Objective: Convert every one of the rows below into a two-column CSV with the columns instruction and boxes. Give each row one line holding its text and its answer, each in a quoted field with line breaks replaced by spaces, and leave out the pictures.

Material for this exercise:
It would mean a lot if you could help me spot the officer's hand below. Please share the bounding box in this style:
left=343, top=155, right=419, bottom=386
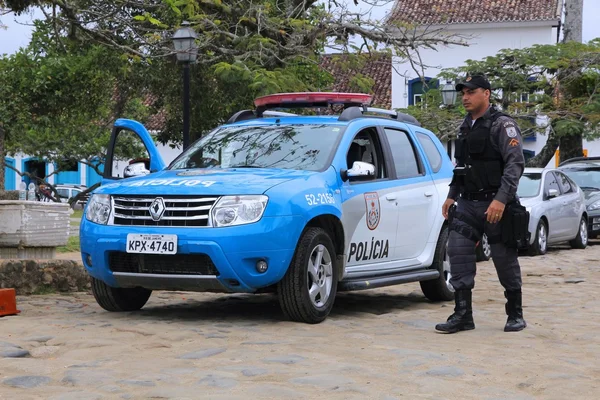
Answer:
left=485, top=200, right=504, bottom=224
left=442, top=199, right=456, bottom=219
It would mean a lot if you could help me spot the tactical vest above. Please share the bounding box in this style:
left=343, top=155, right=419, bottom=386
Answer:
left=455, top=108, right=506, bottom=193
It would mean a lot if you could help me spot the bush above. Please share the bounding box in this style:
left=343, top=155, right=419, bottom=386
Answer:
left=0, top=190, right=19, bottom=200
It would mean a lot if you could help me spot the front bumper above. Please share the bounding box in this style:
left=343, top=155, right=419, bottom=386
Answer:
left=80, top=216, right=304, bottom=292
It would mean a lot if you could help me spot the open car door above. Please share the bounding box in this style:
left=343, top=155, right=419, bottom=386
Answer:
left=102, top=119, right=165, bottom=184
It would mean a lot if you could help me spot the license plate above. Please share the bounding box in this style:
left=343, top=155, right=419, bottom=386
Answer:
left=127, top=233, right=177, bottom=254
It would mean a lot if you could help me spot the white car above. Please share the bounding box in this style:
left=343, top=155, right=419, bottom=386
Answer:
left=517, top=168, right=588, bottom=255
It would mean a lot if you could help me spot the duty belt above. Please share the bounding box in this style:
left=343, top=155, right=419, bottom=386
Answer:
left=460, top=192, right=496, bottom=201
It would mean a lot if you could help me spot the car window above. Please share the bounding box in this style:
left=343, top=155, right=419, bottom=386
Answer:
left=544, top=172, right=560, bottom=196
left=346, top=128, right=388, bottom=179
left=385, top=128, right=423, bottom=179
left=554, top=172, right=574, bottom=193
left=517, top=173, right=542, bottom=198
left=417, top=132, right=442, bottom=172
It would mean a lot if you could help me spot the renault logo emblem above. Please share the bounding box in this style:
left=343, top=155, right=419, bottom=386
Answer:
left=149, top=197, right=165, bottom=221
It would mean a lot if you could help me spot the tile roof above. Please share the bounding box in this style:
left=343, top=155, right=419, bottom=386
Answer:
left=320, top=53, right=392, bottom=109
left=387, top=0, right=563, bottom=25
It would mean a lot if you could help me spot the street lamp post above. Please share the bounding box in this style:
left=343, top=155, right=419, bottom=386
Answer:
left=172, top=21, right=198, bottom=150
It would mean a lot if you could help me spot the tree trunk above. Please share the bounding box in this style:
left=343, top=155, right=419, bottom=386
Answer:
left=563, top=0, right=583, bottom=43
left=525, top=122, right=562, bottom=168
left=0, top=124, right=6, bottom=190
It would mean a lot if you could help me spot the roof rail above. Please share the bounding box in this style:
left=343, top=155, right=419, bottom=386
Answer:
left=338, top=107, right=421, bottom=126
left=558, top=157, right=600, bottom=167
left=227, top=110, right=298, bottom=124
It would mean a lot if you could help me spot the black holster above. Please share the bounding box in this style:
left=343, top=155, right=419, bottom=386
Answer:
left=502, top=201, right=531, bottom=249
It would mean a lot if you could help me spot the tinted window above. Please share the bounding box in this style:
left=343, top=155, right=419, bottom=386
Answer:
left=169, top=125, right=343, bottom=171
left=417, top=133, right=442, bottom=172
left=517, top=173, right=542, bottom=197
left=555, top=172, right=573, bottom=193
left=544, top=172, right=560, bottom=195
left=385, top=128, right=422, bottom=178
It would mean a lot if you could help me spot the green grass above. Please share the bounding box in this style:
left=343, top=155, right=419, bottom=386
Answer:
left=56, top=236, right=80, bottom=253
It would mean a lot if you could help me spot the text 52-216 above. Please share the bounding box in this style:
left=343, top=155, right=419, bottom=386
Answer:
left=304, top=193, right=335, bottom=206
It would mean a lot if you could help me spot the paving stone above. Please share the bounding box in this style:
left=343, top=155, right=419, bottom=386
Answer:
left=2, top=375, right=52, bottom=389
left=24, top=336, right=54, bottom=343
left=264, top=355, right=306, bottom=364
left=177, top=347, right=227, bottom=360
left=425, top=366, right=465, bottom=376
left=0, top=347, right=29, bottom=358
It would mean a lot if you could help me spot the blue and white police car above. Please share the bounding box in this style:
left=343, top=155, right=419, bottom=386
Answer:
left=80, top=93, right=453, bottom=323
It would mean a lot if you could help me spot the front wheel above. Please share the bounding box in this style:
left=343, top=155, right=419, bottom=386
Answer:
left=420, top=225, right=454, bottom=301
left=277, top=228, right=338, bottom=324
left=569, top=217, right=588, bottom=249
left=92, top=278, right=152, bottom=311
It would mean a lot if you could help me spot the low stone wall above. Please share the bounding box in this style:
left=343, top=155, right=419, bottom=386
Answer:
left=0, top=260, right=90, bottom=295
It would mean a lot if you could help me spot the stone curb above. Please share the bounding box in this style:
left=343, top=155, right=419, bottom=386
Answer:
left=0, top=259, right=91, bottom=295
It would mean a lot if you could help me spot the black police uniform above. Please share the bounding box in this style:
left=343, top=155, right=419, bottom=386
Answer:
left=436, top=76, right=526, bottom=333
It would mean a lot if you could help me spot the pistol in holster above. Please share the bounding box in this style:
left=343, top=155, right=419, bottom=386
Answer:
left=502, top=201, right=531, bottom=249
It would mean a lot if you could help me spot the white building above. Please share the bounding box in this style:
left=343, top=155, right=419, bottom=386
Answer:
left=387, top=0, right=600, bottom=166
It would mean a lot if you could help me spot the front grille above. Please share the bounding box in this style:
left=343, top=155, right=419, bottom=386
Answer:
left=108, top=252, right=219, bottom=276
left=113, top=196, right=218, bottom=227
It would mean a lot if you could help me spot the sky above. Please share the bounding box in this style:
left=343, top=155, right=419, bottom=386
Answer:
left=0, top=0, right=600, bottom=54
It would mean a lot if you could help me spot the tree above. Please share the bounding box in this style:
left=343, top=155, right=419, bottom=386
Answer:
left=398, top=39, right=600, bottom=167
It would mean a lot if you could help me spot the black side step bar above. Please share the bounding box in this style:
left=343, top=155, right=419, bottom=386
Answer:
left=338, top=270, right=440, bottom=292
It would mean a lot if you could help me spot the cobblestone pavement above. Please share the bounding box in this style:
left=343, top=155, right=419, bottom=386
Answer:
left=0, top=245, right=600, bottom=400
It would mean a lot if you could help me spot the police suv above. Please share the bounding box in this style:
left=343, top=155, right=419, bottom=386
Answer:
left=80, top=93, right=454, bottom=323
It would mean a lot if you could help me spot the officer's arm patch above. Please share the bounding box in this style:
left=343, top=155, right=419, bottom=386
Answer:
left=506, top=126, right=517, bottom=138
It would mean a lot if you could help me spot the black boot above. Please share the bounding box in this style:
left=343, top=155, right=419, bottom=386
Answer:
left=435, top=289, right=475, bottom=333
left=504, top=290, right=527, bottom=332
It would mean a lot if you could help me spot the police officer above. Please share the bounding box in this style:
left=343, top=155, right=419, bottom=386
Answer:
left=435, top=75, right=527, bottom=333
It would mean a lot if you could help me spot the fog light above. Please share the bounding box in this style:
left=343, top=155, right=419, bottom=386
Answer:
left=256, top=260, right=269, bottom=274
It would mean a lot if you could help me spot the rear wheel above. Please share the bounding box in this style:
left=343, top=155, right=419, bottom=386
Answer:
left=528, top=219, right=548, bottom=256
left=277, top=228, right=338, bottom=324
left=569, top=217, right=588, bottom=249
left=420, top=225, right=454, bottom=301
left=92, top=278, right=152, bottom=311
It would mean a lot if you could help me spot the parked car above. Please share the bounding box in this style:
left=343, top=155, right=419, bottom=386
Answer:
left=517, top=168, right=588, bottom=255
left=80, top=93, right=454, bottom=323
left=558, top=157, right=600, bottom=239
left=55, top=184, right=89, bottom=206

Correct response:
instruction,boxes
"It would mean a lot if you could help me spot the officer's hand below. Please share the bounding box in this style: left=343, top=155, right=419, bottom=386 Answer:","left=485, top=200, right=504, bottom=224 left=442, top=199, right=456, bottom=219"
"It would mean a lot if you could help me spot the tactical vest above. Please share the bounding box in this style: left=343, top=155, right=419, bottom=386 Answer:","left=455, top=108, right=506, bottom=193"
"It would mean a lot if you could help me spot the bush above. Please share the bounding box in this style: left=343, top=155, right=419, bottom=386 Answer:","left=0, top=190, right=19, bottom=200"
"It would mean a lot if you could help me spot the front bumper above. Please share the bounding box in this style: left=343, top=155, right=419, bottom=386 Answer:","left=80, top=216, right=304, bottom=292"
"It would mean a lot if you could help me spot the open car door above. Please share the bounding box in this style: left=343, top=155, right=419, bottom=386 Answer:","left=102, top=119, right=165, bottom=184"
"It would mean a lot if you could help me spot the license plate above. Please share the bounding box in this style: left=343, top=155, right=419, bottom=386 Answer:","left=127, top=233, right=177, bottom=254"
"It would mean a lot if you could help me spot the white car above. Please share the bounding box in this style: left=343, top=155, right=419, bottom=386 Answer:","left=517, top=168, right=588, bottom=255"
"It would mean a lot if you could help me spot the duty belt above. Please share the bounding box in this style: left=343, top=155, right=419, bottom=386 Answer:","left=460, top=192, right=496, bottom=201"
"It would mean a lot if you could help me spot the car window above. Please share the bounding box in this style: left=343, top=155, right=419, bottom=386 Answer:","left=544, top=172, right=560, bottom=196 left=346, top=128, right=388, bottom=179 left=385, top=128, right=423, bottom=179 left=554, top=172, right=574, bottom=193 left=517, top=173, right=542, bottom=198 left=417, top=132, right=442, bottom=172"
"It would mean a lot if you could help me spot the renault logo emblem above. Please share the bounding box in this style: left=343, top=155, right=419, bottom=386 Answer:","left=149, top=197, right=165, bottom=221"
"It would mean a lot if you could help me spot the tile roof above. Please share the bounding box in this style: left=343, top=155, right=419, bottom=386 Answer:","left=320, top=53, right=392, bottom=109 left=387, top=0, right=563, bottom=25"
"It would mean a lot if you could help me spot the street lamp post above. Please share the bounding box in this style: left=343, top=155, right=419, bottom=386 Answer:","left=172, top=21, right=198, bottom=150"
"It would mean a lot if you could help me spot the tree trunk above. Please share the bounding box in this style: left=343, top=155, right=419, bottom=386 Answer:","left=563, top=0, right=583, bottom=43 left=525, top=122, right=562, bottom=168 left=0, top=124, right=6, bottom=190"
"It would mean a lot if you could help me spot the roof rail above. Please share the bounding box in this style: left=343, top=155, right=419, bottom=386 Answer:","left=338, top=107, right=421, bottom=126 left=558, top=157, right=600, bottom=167 left=227, top=110, right=298, bottom=124"
"It would mean a lot if you could help me spot the black holster above. Please share the bounding box in this style: left=343, top=155, right=419, bottom=386 Answer:","left=502, top=201, right=531, bottom=249"
"It would mean a lot if you could help me spot the tinted window above. Please share the bounding box in this style: left=343, top=155, right=419, bottom=386 Answer:","left=169, top=125, right=343, bottom=171 left=417, top=133, right=442, bottom=172 left=517, top=173, right=542, bottom=197 left=555, top=172, right=573, bottom=193 left=544, top=172, right=560, bottom=195 left=385, top=128, right=422, bottom=178"
"It would mean a lot if you could help me spot the green grass above. Please share the bounding box in this style: left=343, top=155, right=419, bottom=386 Answer:","left=56, top=236, right=80, bottom=253"
"It would mean a lot if you could help me spot the text 52-216 above. Please share the bounding box in this style: left=343, top=155, right=419, bottom=386 Answer:","left=304, top=193, right=335, bottom=206"
"It would mean a lot if you could help me spot the paving stone above. Please share the bounding box in this style: left=343, top=155, right=419, bottom=386 Answer:","left=2, top=375, right=52, bottom=389 left=24, top=336, right=54, bottom=343 left=264, top=355, right=306, bottom=364 left=177, top=347, right=227, bottom=360 left=425, top=366, right=465, bottom=376 left=0, top=347, right=29, bottom=358"
"It would mean a lot if you could help me spot the blue and white police car above. Please share the bounding box in this style: left=343, top=155, right=419, bottom=386 Answer:","left=80, top=93, right=453, bottom=323"
"It would mean a lot if you could help me spot the front wheel above. Please share the bounding box in this style: left=343, top=155, right=419, bottom=386 Answer:","left=420, top=225, right=454, bottom=301 left=277, top=228, right=338, bottom=324 left=569, top=217, right=588, bottom=249 left=92, top=278, right=152, bottom=311"
"It would mean a lot if you could help me spot the low stone wall above. Please share the bounding box in this style: left=343, top=155, right=419, bottom=386 Answer:","left=0, top=260, right=90, bottom=295"
"It would mean a lot if you could help me spot the stone curb above. Please share the bounding box in this style: left=343, top=155, right=419, bottom=386 Answer:","left=0, top=259, right=91, bottom=295"
"It would mean a lot if you could help me spot the black police uniform above. Please share the bounding box in this style: left=343, top=155, right=419, bottom=386 Answer:","left=436, top=76, right=526, bottom=333"
"It would mean a lot if you could help me spot the pistol in holster above. Please share the bounding box in this style: left=343, top=155, right=419, bottom=386 Answer:","left=502, top=201, right=531, bottom=249"
"It would mean a lot if you could help me spot the white building above. Please share the bounding box in this style: left=343, top=155, right=419, bottom=386 Answer:","left=387, top=0, right=600, bottom=166"
"It would mean a lot if you could help me spot the front grille above. Please share the bounding box in this style: left=343, top=155, right=419, bottom=386 Answer:","left=108, top=252, right=219, bottom=276 left=113, top=196, right=218, bottom=227"
"It would mean a lot if you could help me spot the sky above. Please share the bounding box in this style: left=343, top=155, right=419, bottom=386 Answer:","left=0, top=0, right=600, bottom=54"
"It would mean a lot if you could help me spot the tree above. Please share the bounding box in this style: left=343, top=155, right=419, bottom=386 Answer:","left=398, top=39, right=600, bottom=167"
"It would mean a lot if you could help me spot the black side step bar above. Please share the bounding box in this style: left=343, top=155, right=419, bottom=386 Answer:","left=338, top=270, right=440, bottom=292"
"It would mean a lot if you could help me spot the cobblestone pavement above. Please share the bounding box in this style: left=343, top=155, right=419, bottom=386 Answer:","left=0, top=245, right=600, bottom=400"
"It would mean a lot if you could help me spot the police suv above. Please share the bounding box in this style: left=343, top=155, right=419, bottom=386 Answer:","left=80, top=93, right=454, bottom=323"
"It would mean a lot if you could help me spot the officer's arm patch above. Please share the bounding box in this style: left=343, top=155, right=419, bottom=386 Answer:","left=506, top=126, right=517, bottom=138"
"It would mean a lot if you could help me spot the black boot above. Please share the bounding box in this style: left=343, top=155, right=419, bottom=386 Answer:","left=435, top=289, right=475, bottom=333 left=504, top=290, right=527, bottom=332"
"It would mean a lot if you could help me spot the police officer above. Please share the bounding box in this style: left=343, top=155, right=419, bottom=386 Answer:","left=435, top=75, right=527, bottom=333"
"It would mean a lot if you could help me spot the fog light above. Please share the bounding box in this style: left=343, top=155, right=419, bottom=386 Answer:","left=256, top=260, right=269, bottom=274"
"It would mean a lot if you could help me spot the rear wheel above. Please share the bounding box in this style: left=343, top=155, right=419, bottom=386 Answer:","left=528, top=219, right=548, bottom=256 left=277, top=228, right=338, bottom=324 left=569, top=217, right=588, bottom=249 left=420, top=225, right=454, bottom=301 left=92, top=278, right=152, bottom=311"
"It would mean a lot if you could help me spot the parked car above. Please share the bounding box in this style: left=343, top=155, right=419, bottom=386 Answer:","left=517, top=168, right=588, bottom=255 left=80, top=93, right=454, bottom=323 left=558, top=157, right=600, bottom=239 left=55, top=184, right=89, bottom=206"